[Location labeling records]
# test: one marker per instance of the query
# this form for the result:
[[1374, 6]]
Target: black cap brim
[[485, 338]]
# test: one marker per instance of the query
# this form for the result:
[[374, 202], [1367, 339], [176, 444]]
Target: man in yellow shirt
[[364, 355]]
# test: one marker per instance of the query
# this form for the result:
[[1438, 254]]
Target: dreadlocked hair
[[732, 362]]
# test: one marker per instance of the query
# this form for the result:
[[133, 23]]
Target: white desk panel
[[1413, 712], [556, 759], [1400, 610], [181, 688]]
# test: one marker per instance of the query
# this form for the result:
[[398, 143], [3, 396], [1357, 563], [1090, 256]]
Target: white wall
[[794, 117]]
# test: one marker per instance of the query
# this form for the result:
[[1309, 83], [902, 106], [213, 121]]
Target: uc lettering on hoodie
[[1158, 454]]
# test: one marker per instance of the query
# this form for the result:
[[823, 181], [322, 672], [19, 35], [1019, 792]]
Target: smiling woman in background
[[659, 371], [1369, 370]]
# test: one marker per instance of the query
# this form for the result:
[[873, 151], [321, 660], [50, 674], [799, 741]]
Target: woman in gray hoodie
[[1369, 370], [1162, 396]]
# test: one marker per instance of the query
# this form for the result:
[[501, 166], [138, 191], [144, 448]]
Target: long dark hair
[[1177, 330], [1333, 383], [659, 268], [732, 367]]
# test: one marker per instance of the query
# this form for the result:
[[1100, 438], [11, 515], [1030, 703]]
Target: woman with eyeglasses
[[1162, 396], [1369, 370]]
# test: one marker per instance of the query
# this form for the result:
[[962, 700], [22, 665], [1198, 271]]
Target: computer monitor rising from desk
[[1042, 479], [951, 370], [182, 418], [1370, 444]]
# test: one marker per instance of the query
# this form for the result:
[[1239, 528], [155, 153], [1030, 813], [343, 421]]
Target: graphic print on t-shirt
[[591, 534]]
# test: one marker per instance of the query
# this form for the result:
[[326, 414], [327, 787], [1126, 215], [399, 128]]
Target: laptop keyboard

▶ [Task requirements]
Return every line of the material above word for word, changing nothing.

▶ [Solution to this exercise]
# test: one marker per instance of the query
# this form for the result:
[[1374, 6]]
Target: black cap brim
[[485, 338]]
# test: one marker per instance of the query
# this form for the result:
[[374, 202], [1367, 339], [176, 444]]
Target: man in yellow shirt
[[364, 355]]
# test: one marker per instance of the query
# this form for the result:
[[1438, 254]]
Target: dreadlocked hair
[[732, 362]]
# test: one marker per instance of the query
# this form for the result:
[[133, 23]]
Target: white desk panel
[[1413, 712], [556, 759], [1400, 610], [181, 688]]
# test: one marker per instance of the query
# this form for the result:
[[398, 143], [3, 396], [1357, 563], [1090, 256]]
Target: white wall
[[794, 117]]
# test: one marker per instance of the query
# this form for the result:
[[1309, 83], [902, 106], [213, 121]]
Target: uc lettering on hoodie
[[1158, 454]]
# test: one marker per instance of the query
# this form for the result:
[[823, 181], [322, 672], [19, 35], [1019, 792]]
Target: smiling woman in background
[[659, 371], [1369, 370]]
# test: one marker per instance of the query
# this form for the result:
[[873, 151], [321, 660], [50, 674], [799, 741]]
Target: woman in gray hoodie
[[1369, 370], [1162, 396]]
# test: one marker per instance of the query
# this form for the result:
[[501, 166], [138, 191], [144, 448]]
Target: long dark hair
[[1177, 330], [1333, 383], [659, 268], [732, 367]]
# test: one marker per instance of the query
# this form for the result:
[[1100, 438], [11, 515], [1030, 703]]
Target: woman with eyeglasses
[[1162, 396], [1369, 370]]
# test: one marker per instance of the query
# this form for the result:
[[962, 700], [22, 665], [1198, 271]]
Target: computer monitor rising from desk
[[1042, 479], [951, 370], [182, 418], [1370, 444]]
# test: one marker per instance of the query
# this form for the result:
[[1239, 528], [155, 153], [1030, 813], [343, 421]]
Target: graphic print on t-shirt
[[591, 534]]
# test: one marker per instance of the query
# this form for the result:
[[326, 414], [327, 787], [1126, 215], [399, 128]]
Target: laptop keyboard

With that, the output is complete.